*** Block opens ***

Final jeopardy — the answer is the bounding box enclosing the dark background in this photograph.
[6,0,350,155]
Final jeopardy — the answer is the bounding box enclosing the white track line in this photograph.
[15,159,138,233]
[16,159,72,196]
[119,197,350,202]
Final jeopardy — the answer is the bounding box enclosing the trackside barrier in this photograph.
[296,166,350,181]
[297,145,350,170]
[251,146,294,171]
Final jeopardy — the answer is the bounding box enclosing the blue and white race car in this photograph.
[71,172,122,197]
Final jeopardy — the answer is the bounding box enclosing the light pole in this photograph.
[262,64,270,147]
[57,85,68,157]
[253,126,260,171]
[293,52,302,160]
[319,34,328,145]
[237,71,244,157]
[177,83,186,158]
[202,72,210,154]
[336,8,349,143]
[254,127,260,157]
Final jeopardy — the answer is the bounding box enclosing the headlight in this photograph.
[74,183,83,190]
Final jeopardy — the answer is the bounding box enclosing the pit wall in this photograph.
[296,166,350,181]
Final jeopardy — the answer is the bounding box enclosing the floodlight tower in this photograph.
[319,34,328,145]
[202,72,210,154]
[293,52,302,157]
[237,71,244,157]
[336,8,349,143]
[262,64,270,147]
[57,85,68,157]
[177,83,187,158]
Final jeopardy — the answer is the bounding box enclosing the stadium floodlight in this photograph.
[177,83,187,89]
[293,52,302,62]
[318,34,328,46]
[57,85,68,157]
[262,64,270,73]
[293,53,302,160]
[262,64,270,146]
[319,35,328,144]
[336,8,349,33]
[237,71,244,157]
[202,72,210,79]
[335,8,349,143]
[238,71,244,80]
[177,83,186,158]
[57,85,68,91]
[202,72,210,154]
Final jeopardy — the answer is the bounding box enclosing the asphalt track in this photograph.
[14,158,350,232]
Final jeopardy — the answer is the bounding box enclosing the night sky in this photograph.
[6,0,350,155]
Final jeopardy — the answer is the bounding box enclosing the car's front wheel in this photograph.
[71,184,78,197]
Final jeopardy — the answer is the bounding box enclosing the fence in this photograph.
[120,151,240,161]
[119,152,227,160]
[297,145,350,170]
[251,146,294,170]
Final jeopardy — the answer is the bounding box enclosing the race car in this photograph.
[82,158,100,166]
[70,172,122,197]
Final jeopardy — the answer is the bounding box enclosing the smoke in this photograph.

*** Block closes ***

- _What to do_:
Could you reproduce all of the material above, exactly as it reads?

- _Task answer_:
Final jeopardy — the answer is the bounding box enclosing the dark background in this photograph.
[6,0,350,155]
Final jeopardy — the answer is the bounding box enclosing the white track line in this photograph.
[15,159,138,233]
[16,159,72,196]
[119,197,350,202]
Final jeopardy — the answer is the bounding box enclosing the trackside barrier in this photograph.
[296,166,350,181]
[297,145,350,170]
[251,146,294,171]
Final jeopardy — the answer is the bounding box enclosing the blue and white race car in this photograph.
[71,172,122,197]
Final jeopardy — the answer is the bounding box enclosing the light pole in this photograph.
[262,64,270,147]
[57,85,68,157]
[253,126,260,171]
[293,52,302,160]
[319,34,328,145]
[237,71,244,157]
[177,83,186,158]
[202,72,210,154]
[336,8,349,143]
[254,127,260,157]
Final jeopardy — the answer is the bounding box enclosing the headlight in this photograph.
[74,183,83,190]
Final jeopardy — the answer is the bounding box enclosing the pit wall in this photograph.
[296,166,350,181]
Final jeopardy — the answer is the bounding box enclosing the floodlight tower in this photograph.
[319,34,328,145]
[202,72,210,154]
[293,52,302,157]
[237,71,244,157]
[336,8,349,143]
[262,64,270,147]
[57,85,68,157]
[177,83,187,158]
Final jeopardy — the answer is the bounding box enclosing the stadium floodlight in this photograph.
[177,83,187,89]
[293,52,302,62]
[318,34,328,46]
[57,85,68,157]
[262,64,270,73]
[293,53,302,160]
[262,64,270,146]
[319,35,328,144]
[336,8,349,33]
[237,71,244,157]
[202,72,210,79]
[335,8,349,143]
[238,71,244,80]
[177,83,186,158]
[57,85,68,91]
[202,72,210,154]
Final jeopardy — the answer is the bounding box enclosing the asphalt track in this photograph.
[14,158,350,232]
Final jeopardy — the answer is the bounding box enclosing the night sky in this photograph.
[6,0,350,155]
Final jeopardy — the answer is the bounding box enclosing the car's front wheel in this photograph.
[71,184,78,197]
Final jeopardy — the answer is the bounding box enclosing the fence in this photograph.
[120,151,240,161]
[119,152,227,160]
[297,145,350,170]
[251,146,294,170]
Final jeopardy — the answer is the bounding box enclosing the race car in this photograph.
[82,158,100,166]
[70,172,122,197]
Final jeopardy — the answer is the bounding box enclosing the smoke in this photograph.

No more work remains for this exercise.